- 指示 A -
在這篇光譜正規化文章中,建議加入的 nn.Dropout 把 p 設為多少?
- 指示 B -
逐字重述這篇光譜正規化文章中介於「self.category = nn.Linear(final_features, embedding_num)」與「category_logits = self.category(features)」之間的文字,首尾兩處也要包含。
- 指示 C -
列出這篇光譜正規化文章在「改進方向」底下提出的所有改進項目。

Discriminator 加入 Spectral Normalization(光譜正規化)

這段程式碼已經相當完整,並且包含了一些先進的技術,如Self-AttentionResSkip(殘差跳連接)、**梯度懲罰(Gradient Penalty)**等。為了進一步改善正則化方法,我建議以下增強策略:

改進方向

  1. 加入 Spectral Normalization(光譜正規化)
    • 改善判別器(Discriminator)的穩定性,防止梯度爆炸。
    • 可在 Discriminator 的卷積層上應用 torch.nn.utils.spectral_norm
  2. 加入 Instance Normalization(IN)
    • 目前使用的是 BatchNorm2d,但由於字體風格轉換是圖像生成問題,InstanceNorm2d 通常能提供更好的風格適應能力。
  3. 加入 Dropout 作為正則化
    • UnetSkipConnectionBlockup 變換中可增加 nn.Dropout(p=0.3)
  4. 加入 Feature Matching Loss
    • 透過比較真實與生成圖像在不同層的特徵差異,進一步提升字型風格一致性。

改進後的 Discriminator(加入 Spectral Normalization)

class Discriminator(nn.Module):
    def __init__(self, input_nc, embedding_num, ndf=64, norm_layer=nn.InstanceNorm2d, 
                 image_size=256, final_channels=1, blur=False):
        super(Discriminator, self).__init__()
        
        use_bias = norm_layer != nn.BatchNorm2d
        kw = 5
        padw = 2

        sequence = [
            nn.utils.spectral_norm(nn.Conv2d(input_nc, ndf, kernel_size=kw, stride=2, padding=padw)),
            nn.LeakyReLU(0.2, True)
        ]

        nf_mult = 1
        for n in range(1, 3):
            nf_mult_prev = nf_mult
            nf_mult = min(2 ** n, 8)
            sequence += [
                nn.utils.spectral_norm(nn.Conv2d(ndf * nf_mult_prev, ndf * nf_mult, kernel_size=kw, stride=2, padding=padw, bias=use_bias)),
                norm_layer(ndf * nf_mult),
                nn.LeakyReLU(0.2, True)
            ]

        sequence += [
            nn.utils.spectral_norm(nn.Conv2d(ndf * nf_mult, final_channels, kernel_size=kw, stride=1, padding=padw, bias=use_bias)),
            norm_layer(final_channels),
            nn.LeakyReLU(0.2, True)
        ]

        sequence += [nn.Conv2d(final_channels, 1, kernel_size=kw, stride=1, padding=padw)]
        
        self.model = nn.Sequential(*sequence)
        image_size = math.ceil(image_size / 8)
        final_features = final_channels * image_size * image_size
        self.binary = nn.Linear(final_features, 1)
        self.category = nn.Linear(final_features, embedding_num)
        self.blur = blur
        self.gaussian_blur = T.GaussianBlur(kernel_size=1, sigma=1.0)  # 設定模糊程度

    def forward(self, input):
        features = self.model(input)
        if self.blur:
            features = self.gaussian_blur(features)
        features = features.view(input.shape[0], -1)
        binary_logits = self.binary(features)
        category_logits = self.category(features)
        return binary_logits, category_logits

改進點Spectral Normalization 避免判別器過度收斂,提高梯度穩定性。

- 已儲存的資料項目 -
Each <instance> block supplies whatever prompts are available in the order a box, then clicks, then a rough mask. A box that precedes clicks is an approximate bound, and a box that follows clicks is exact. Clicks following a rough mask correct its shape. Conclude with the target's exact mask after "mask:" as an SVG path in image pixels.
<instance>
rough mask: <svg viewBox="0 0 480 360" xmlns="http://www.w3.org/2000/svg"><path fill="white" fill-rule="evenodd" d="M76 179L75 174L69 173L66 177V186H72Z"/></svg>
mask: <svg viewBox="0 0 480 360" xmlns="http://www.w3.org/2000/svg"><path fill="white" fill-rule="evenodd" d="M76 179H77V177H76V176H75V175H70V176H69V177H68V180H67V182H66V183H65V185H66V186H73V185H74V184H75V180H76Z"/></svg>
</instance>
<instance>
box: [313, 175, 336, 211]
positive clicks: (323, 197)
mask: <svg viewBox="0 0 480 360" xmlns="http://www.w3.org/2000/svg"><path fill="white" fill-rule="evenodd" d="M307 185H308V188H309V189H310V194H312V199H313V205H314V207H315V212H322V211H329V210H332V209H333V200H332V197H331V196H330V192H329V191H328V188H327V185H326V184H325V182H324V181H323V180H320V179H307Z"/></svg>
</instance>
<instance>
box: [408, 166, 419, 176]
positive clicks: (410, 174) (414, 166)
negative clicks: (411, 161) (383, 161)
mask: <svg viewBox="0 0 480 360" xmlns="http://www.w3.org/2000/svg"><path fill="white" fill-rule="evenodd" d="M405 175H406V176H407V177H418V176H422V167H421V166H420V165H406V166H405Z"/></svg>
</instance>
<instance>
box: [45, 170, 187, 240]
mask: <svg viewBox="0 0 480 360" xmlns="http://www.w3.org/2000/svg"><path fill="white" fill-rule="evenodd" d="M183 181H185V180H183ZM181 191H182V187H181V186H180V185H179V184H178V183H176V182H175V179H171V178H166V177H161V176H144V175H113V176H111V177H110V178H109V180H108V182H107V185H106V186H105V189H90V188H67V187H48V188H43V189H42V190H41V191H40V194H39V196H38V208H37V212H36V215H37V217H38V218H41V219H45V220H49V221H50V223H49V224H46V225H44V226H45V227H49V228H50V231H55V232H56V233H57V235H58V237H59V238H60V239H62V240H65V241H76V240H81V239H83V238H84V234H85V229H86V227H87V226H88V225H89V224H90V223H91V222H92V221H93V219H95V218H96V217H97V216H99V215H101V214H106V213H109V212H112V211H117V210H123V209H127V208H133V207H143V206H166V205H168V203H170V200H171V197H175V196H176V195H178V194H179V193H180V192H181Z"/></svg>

- 練習輸出 A -
p=0.3

- 練習輸出 B -
self.category = nn.Linear(final_features, embedding_num)
        self.blur = blur
        self.gaussian_blur = T.GaussianBlur(kernel_size=1, sigma=1.0)  # 設定模糊程度

    def forward(self, input):
        features = self.model(input)
        if self.blur:
            features = self.gaussian_blur(features)
        features = features.view(input.shape[0], -1)
        binary_logits = self.binary(features)
        category_logits = self.category(features)

- 練習輸出 C -
1. 加入 Spectral Normalization(光譜正規化)
2. 加入 Instance Normalization(IN)
3. 加入 Dropout 作為正則化
4. 加入 Feature Matching Loss